▸ **EXTRAIT DU TEXTE**
########################################

SA MAJESTÉ LA REINE,

intimée.

 

Appels entendus le 13 décembre 2001 à Ottawa (Ontario) par

l'honorable juge Lucie Lamarre

 

Comparutions

 

Représentante de l'appelante :                       Maria Sokolowska

 

Avocat de l'intimée :                                     Me Ernest Wheeler

 

JUGEMENT

 

          Les appels interjetés contre les cotisations établies en vertu de la Loi de l'impôt sur le revenu pour les années d'imposition 1995 et 1999 sont rejetés.

 

Les appels interjetés contre les cotisations établies en vertu de la Loi de l'impôt sur le revenu pour les années d'imposition 1996, 1997 et 1998 sont admis et les cotisations sont déférées au ministre du Revenu national pour nouvel examen et nouvelles cotisations en tenant compte du fait que l’appelante peut reporter prospectivement aux années d’imposition 1996, 1997 et 1998 des pertes
déductibles au titre de placements d’entreprise d'années antérieures de 11 215 $, 12 701 $ et 24 586 $, respectivement.

########################################

▸ **CONTENU DES DONNÉES**
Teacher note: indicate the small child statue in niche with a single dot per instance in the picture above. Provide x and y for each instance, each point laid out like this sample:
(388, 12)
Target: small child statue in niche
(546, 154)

########################################

▸ **À FAIRE**
a: Recopiez le passage du jugement situé entre « Avocat de l'intimée :                                     Me » et « et 24 586 $, respectivement. », ces deux bornes comprises.
b: Selon le jugement, pour quelles années d'imposition les appels sont-ils rejetés ?

▸ **RÉSULTATS DES TÂCHES**
a:
Avocat de l'intimée :                                     Me Ernest Wheeler

 

JUGEMENT

 

          Les appels interjetés contre les cotisations établies en vertu de la Loi de l'impôt sur le revenu pour les années d'imposition 1995 et 1999 sont rejetés.

 

Les appels interjetés contre les cotisations établies en vertu de la Loi de l'impôt sur le revenu pour les années d'imposition 1996, 1997 et 1998 sont admis et les cotisations sont déférées au ministre du Revenu national pour nouvel examen et nouvelles cotisations en tenant compte du fait que l’appelante peut reporter prospectivement aux années d’imposition 1996, 1997 et 1998 des pertes
déductibles au titre de placements d’entreprise d'années antérieures de 11 215 $, 12 701 $ et 24 586 $, respectivement.

b: Pour les années d'imposition 1995 et 1999.